Data items:
>> start
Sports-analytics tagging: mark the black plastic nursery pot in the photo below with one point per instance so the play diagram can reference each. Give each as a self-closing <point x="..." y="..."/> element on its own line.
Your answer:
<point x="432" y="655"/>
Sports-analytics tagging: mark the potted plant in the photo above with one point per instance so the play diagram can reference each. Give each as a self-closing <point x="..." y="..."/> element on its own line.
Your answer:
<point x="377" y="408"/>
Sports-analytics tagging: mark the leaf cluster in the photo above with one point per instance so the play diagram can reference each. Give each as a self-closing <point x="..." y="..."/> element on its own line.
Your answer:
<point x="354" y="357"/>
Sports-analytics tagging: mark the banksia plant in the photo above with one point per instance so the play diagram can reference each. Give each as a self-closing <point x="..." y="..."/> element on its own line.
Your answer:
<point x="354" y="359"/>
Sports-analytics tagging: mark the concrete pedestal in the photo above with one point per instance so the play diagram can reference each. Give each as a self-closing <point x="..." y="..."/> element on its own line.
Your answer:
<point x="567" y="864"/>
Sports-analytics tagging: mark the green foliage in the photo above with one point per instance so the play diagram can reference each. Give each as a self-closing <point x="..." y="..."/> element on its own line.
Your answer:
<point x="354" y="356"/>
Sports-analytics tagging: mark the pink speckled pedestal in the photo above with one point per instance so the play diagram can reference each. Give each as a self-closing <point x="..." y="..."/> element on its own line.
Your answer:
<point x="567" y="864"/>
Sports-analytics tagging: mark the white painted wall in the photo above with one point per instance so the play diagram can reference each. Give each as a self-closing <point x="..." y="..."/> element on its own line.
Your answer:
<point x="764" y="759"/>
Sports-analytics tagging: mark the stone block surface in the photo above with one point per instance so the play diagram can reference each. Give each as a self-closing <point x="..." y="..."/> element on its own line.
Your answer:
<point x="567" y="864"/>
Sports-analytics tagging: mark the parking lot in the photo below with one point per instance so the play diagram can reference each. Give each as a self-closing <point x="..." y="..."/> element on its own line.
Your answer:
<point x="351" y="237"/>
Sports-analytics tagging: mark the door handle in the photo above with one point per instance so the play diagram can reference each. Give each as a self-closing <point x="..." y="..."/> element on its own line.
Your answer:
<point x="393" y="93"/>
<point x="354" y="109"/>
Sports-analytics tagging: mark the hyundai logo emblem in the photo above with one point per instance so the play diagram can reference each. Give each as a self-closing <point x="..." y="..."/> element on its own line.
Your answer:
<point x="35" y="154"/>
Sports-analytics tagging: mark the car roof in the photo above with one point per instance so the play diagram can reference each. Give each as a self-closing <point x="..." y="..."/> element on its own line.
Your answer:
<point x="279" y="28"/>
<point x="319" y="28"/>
>> end
WHAT THIS TASK INVOLVES »
Copy exactly, word for word, the line with "Sports-analytics tagging: mark the hyundai" through the final line of the listing.

CORRECT RESPONSE »
Sports-analytics tagging: mark the hyundai logo emblem in the photo above with one point per instance so the play diagram can reference each. Give each as a self-closing <point x="..." y="..."/> element on its own line.
Your answer:
<point x="35" y="154"/>
Sports-analytics tagging: mark the car roof in the photo above with one point per instance so the play diagram can reference each. Give each as a self-closing <point x="..." y="..."/> element on its own line.
Your answer:
<point x="279" y="28"/>
<point x="319" y="28"/>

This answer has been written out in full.